Passage shown -
-- Opening Marker --

Reese Chatman, Campus Carrier features editor

It was not too long ago when the world was turned upside down by an unprecedented pandemic. With Covid-19, came new ways of life that many are still not entirely used to. With rising cases and even deaths in early 2020, many turned to mask wearing as a way to “slow the spread.” However, even since the beginning of the pandemic, something as seemingly harmless as mask wearing has become a controversial issue in not just the world of politics, but everyday life as well. Over the course of these past few months, mask wearing has undoubtedly been on the decline, on both the left and the right. However, one would be hard pressed to spend an extended amount of time in a public setting and not see at least one individual still wearing a mask. In this week’s features issue, the Carrier is seeking to take a glimpse into both sides of the mask debate and find any sort of common ground.

Why I don’t wear:

Courtesy of Addie Blake

Junior Addie Blake used to wear a mask in public, but chooses now to not wear one.

“I used to wear a mask all the time”, says Junior Addie Blake, “especially when Rome had its highest Covid rates.” Personally, I feel like we know enough about it now. The strain isn’t as strong as it was.”

Addie also touched on how she views Covid through the lens of different age groups, saying, “For people my age, I just don’t feel like I have much of a purpose in wearing a mask. I actually just had Covid during the second week of school and it really only felt like a cold to me.”

Addie does not view those who wear masks in a condescending light, saying, “In the beginning, people had no idea what was coming or how much would make a difference. I think people who still wear masks are taking extra precautions which I see as a positive. I mean, I’m not wearing one so they are going the extra step to even protect me.”

Addie even compared her views on mask wearing to that of vaccines, another topic that has become quite controversial over the past couple years, saying, “I see masks how I see the flu vaccine. It’s not mandatory for anybody, but if you want that protection, you can get that shot every year.”

She continues saying, “Now that I have experienced Covid firsthand and have the antibodies, it gives me even less of a reason to wear one. I also have asthma and I felt like wearing one never helped with my pre-existing respiratory conditions. I may have not contracted Covid until this past week, but I feel like wearing a mask caused me to have a lot more problems with my asthma than I do now, like being dizzy and things like that.”

She then continued on her stance about the mandating of masks, saying, “If anything, I feel like those decisions should be left up to thecommunity, rather than on a governmental level, including the state. Like, say South Georgia is experiencing high Covid rates while North Georgia isn’t. Why would we have to wear masks then?”

On a lighter note, Addie closed her stance by saying, “Another reason I dislike masks is that I am a very expressive person and masks kinda limit that part of me.”

Why I wear:

Courtesy of Mykelle Patterson

Mykelle Patterson is a freshman whose family followed COVID-19 restrictions closely.

-- Closing Marker --

Problems and tasks -
**A)** In the mask feature, why does Addie Blake say she now has even less reason to wear a mask?
**B)** In the mask feature, change the passage from "On a lighter" up to and including "COVID-19 restrictions closely." so that "freshman" becomes "sophomore".
**C)** In the mask feature, what does Addie Blake compare her view of masks to?

Record excerpts -
-- Opening Marker --

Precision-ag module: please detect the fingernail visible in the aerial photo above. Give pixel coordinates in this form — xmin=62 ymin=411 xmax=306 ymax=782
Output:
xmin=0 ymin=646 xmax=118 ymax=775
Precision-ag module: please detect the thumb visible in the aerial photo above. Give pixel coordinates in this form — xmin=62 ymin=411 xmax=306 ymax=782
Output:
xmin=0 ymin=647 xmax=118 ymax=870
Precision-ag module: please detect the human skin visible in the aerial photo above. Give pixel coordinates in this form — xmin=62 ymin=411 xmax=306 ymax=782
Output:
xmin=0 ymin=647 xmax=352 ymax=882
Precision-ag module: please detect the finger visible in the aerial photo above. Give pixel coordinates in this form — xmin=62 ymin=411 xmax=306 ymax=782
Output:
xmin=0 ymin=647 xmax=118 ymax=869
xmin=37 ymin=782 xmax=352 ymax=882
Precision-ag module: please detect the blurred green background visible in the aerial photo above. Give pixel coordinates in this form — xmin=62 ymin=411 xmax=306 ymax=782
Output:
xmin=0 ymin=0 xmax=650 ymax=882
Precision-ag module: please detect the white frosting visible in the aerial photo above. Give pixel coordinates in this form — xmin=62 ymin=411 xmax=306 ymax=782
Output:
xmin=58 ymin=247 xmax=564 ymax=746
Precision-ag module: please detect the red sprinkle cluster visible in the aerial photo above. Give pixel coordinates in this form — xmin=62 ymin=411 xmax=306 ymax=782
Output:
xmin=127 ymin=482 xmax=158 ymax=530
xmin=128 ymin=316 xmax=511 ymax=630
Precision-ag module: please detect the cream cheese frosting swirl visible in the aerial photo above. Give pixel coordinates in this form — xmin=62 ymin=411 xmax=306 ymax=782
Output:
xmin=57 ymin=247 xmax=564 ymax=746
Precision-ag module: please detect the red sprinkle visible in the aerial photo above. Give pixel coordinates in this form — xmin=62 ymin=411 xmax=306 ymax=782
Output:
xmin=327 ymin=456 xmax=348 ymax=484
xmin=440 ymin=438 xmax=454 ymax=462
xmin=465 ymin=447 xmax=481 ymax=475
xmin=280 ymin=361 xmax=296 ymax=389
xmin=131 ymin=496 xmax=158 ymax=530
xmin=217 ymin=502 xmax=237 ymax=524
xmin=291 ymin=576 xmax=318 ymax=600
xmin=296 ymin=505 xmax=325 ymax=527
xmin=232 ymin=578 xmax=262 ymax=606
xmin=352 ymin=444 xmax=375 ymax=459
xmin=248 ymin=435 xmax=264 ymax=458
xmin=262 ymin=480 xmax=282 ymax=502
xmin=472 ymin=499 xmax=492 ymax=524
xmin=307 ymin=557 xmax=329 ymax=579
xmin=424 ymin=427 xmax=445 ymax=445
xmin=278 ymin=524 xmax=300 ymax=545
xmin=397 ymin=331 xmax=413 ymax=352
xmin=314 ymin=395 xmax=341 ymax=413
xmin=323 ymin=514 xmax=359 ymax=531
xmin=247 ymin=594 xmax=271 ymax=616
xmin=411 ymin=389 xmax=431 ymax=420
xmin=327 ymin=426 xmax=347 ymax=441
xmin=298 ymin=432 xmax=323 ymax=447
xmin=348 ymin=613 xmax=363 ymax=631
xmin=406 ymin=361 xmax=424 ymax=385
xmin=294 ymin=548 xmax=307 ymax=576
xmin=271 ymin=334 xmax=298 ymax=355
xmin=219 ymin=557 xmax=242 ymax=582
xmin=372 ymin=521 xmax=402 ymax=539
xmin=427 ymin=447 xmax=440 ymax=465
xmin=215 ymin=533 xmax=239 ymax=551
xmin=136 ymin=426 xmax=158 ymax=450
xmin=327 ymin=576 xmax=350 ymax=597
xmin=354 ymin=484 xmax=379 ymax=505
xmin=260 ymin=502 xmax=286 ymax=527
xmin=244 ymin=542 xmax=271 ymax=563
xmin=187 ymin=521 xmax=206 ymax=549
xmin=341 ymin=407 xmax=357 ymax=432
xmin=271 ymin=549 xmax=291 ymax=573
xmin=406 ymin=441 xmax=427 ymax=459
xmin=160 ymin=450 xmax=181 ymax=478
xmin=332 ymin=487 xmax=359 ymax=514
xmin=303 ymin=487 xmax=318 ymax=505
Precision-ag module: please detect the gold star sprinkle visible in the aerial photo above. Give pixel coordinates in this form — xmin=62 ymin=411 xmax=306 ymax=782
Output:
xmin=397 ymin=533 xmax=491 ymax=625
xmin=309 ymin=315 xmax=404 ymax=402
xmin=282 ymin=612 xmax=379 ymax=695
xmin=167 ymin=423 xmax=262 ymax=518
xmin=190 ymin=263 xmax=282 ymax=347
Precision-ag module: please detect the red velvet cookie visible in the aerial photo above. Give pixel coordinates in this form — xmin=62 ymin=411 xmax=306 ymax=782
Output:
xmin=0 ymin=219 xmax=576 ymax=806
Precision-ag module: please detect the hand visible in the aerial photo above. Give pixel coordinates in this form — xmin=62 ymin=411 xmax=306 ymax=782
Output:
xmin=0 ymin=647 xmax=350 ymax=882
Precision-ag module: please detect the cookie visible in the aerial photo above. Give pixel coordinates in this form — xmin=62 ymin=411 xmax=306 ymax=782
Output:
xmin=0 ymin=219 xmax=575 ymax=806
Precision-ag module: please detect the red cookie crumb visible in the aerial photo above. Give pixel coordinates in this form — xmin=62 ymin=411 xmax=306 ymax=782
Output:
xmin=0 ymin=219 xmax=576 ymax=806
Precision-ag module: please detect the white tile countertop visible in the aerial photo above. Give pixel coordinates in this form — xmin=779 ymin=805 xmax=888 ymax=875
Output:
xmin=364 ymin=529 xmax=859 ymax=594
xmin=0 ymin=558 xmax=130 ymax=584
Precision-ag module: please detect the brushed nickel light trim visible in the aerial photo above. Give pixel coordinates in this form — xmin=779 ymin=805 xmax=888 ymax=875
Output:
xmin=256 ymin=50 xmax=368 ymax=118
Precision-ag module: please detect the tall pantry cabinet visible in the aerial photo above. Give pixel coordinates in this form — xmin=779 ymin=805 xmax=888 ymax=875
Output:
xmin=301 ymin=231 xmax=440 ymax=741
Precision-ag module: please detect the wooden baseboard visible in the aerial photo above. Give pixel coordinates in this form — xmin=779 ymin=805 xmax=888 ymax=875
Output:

-- Closing Marker --

Solutions to the problems -
**A)** She says that since she has experienced Covid firsthand and has the antibodies, she has even less of a reason to wear one.

**B)**
On a lighter note, Addie closed her stance by saying, “Another reason I dislike masks is that I am a very expressive person and masks kinda limit that part of me.”

Why I wear:

Courtesy of Mykelle Patterson

Mykelle Patterson is a sophomore whose family followed COVID-19 restrictions closely.

**C)** The flu vaccine.